From this, it was calculated that at 300,000 years after the big bang, the universe was 3000K and had radiation like a red star.  The background radiation from this has been observed at the value predicted by calculations.  Furthermore, the ratio of helium to hydrogen in stars and interstellar material is also at the predicted value.

However, there are still problems with the Big Bang Model.  While these problems do not contradict the Big Bang, they remain unexplained.

• The Flatness or Fine-tuning problem.  The universe is finely tuned, on the verge of collapsing on itself or expanding forever.  According to the current model, certain parameters of the universe had to be accurate within 10-15 after 3 minutes of existence, in order for our universe to exist now as it does. 
• The Horizon Problem.  The universe is the same in opposite directions, but no communication has been possible at the speed of light from one end to the other up to the time the observable background radiation was released.  Different regions of the universe have the same temperature and other properties, while being too far away to have influence on each other. 
• The Matter Problem.  Two pounds of photons would transform into one pound matter and one pound anti-matter and vice versa.  However, we now have an abundance of matter and a deficiency of anti-matter.

An inflation model offers an explanation for these observations.  The inflation model describes a very rapid exponential expansion of the universe in less than the first second after the big bang. 

• The Flatness or Fine-tuning problem.  After an enormous amount of inflation, the surface of a round object appears flat.  For example, the earth’s surface may appear flat in certain places, despite being a globe.  Similarly, this may apply to the universe.
• The Horizon Problem.  Rapid inflation during the beginning of the universe may lead to the uniform nature of the observable universe.
• The Matter Problem.  Here a question still remains: why is any matter left at all?  The presence of matter without anti-matter shows a break in symmetry.  This is thought to be a result of rapid cooling, leading to a transition to a state with less symmetry, similar to transitioning from smooth water to chunky ice.

### WORK ORDER
Carry the passage on the Big Bang model and inflation forward from its last sentence, in the same plain style.

### GIVEN INFORMATION
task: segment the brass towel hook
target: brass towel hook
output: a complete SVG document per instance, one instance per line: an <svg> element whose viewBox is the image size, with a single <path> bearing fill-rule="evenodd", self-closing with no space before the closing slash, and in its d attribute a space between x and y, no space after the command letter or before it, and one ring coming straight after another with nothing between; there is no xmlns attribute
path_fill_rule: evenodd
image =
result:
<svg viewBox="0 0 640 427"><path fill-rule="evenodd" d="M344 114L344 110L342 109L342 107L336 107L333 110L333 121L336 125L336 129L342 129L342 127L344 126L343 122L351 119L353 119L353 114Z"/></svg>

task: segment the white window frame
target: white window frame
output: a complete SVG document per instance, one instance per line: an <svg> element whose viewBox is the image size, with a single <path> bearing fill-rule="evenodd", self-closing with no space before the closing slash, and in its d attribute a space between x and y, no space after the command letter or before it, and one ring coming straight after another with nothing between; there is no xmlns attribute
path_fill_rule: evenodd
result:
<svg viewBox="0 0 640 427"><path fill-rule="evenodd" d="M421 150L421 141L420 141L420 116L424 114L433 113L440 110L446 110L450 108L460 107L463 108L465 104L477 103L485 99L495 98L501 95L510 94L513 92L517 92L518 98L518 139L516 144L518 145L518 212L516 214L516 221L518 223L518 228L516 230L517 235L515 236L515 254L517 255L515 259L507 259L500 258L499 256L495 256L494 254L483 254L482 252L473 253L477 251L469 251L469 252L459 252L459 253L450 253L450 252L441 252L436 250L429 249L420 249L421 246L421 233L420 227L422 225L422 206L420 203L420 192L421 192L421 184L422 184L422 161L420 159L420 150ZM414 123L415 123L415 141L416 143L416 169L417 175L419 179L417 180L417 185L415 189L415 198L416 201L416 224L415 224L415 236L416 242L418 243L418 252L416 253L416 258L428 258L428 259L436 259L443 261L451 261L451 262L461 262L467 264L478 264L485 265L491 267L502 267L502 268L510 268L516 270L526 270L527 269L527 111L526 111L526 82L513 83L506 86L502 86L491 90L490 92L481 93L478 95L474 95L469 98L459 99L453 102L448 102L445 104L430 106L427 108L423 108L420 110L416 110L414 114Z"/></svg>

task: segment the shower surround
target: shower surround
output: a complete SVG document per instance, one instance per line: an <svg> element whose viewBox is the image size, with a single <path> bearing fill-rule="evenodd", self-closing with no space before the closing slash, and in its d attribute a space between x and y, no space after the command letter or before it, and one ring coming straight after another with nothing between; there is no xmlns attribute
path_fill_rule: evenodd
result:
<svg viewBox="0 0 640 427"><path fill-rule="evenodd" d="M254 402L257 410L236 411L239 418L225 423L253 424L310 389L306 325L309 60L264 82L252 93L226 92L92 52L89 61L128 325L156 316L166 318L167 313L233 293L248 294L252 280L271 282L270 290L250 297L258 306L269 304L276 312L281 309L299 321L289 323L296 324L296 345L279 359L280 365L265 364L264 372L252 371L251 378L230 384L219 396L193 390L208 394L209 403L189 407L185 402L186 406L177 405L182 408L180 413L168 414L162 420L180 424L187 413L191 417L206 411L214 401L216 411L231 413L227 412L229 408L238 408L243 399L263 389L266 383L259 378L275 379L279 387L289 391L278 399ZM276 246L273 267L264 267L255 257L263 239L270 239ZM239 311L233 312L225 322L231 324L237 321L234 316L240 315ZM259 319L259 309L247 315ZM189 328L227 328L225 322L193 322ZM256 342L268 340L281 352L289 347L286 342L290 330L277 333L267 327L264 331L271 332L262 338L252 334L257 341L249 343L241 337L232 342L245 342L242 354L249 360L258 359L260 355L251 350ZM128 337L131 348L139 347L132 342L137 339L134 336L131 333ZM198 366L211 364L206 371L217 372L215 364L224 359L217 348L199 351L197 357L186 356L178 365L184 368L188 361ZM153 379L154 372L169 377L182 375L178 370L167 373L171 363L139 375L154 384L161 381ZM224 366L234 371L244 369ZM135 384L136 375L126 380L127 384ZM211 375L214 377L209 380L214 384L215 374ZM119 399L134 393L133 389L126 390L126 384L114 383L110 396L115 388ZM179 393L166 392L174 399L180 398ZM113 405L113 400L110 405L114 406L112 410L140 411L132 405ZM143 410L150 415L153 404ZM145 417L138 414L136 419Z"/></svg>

### TASK OUTPUT
In order for our universe to exist as it does require fine-tuning, as seen in the inflation model.  If there were enough gravity to cause the universe to collapse every few 100 million years, there would be no heavy elements, no planets, and no human beings.  If the gravitational force were 2% stronger or weaker than the nuclear force, in the first 100 seconds either all hydrogen would have turned into helium, and we would not exist, or hydrogen burning into helium observed in normal stars would not be possible and hence there would be no stars like the sun and no human race.

The lecture concluded with a discussion of the Anthropic Principle.  Our universe is perfect for the development of intelligent life, and there have been many theories over time of how it came to be.  Presently our best answer is the inflation model.  However, this still leaves many things unexplained, including how inflation itself came.  There are two possible answers for that question. 
1. The strong anthropic principle: the universe was set up to provide for life. 
2. The weak anthropic principle: there are many universes and we live in one of the few capable of supporting life.

Finally, what happened before the big bang?  Although the big bang and inflation models provide an explanation of how our universe formed, it does not provide an explanation for existence itself.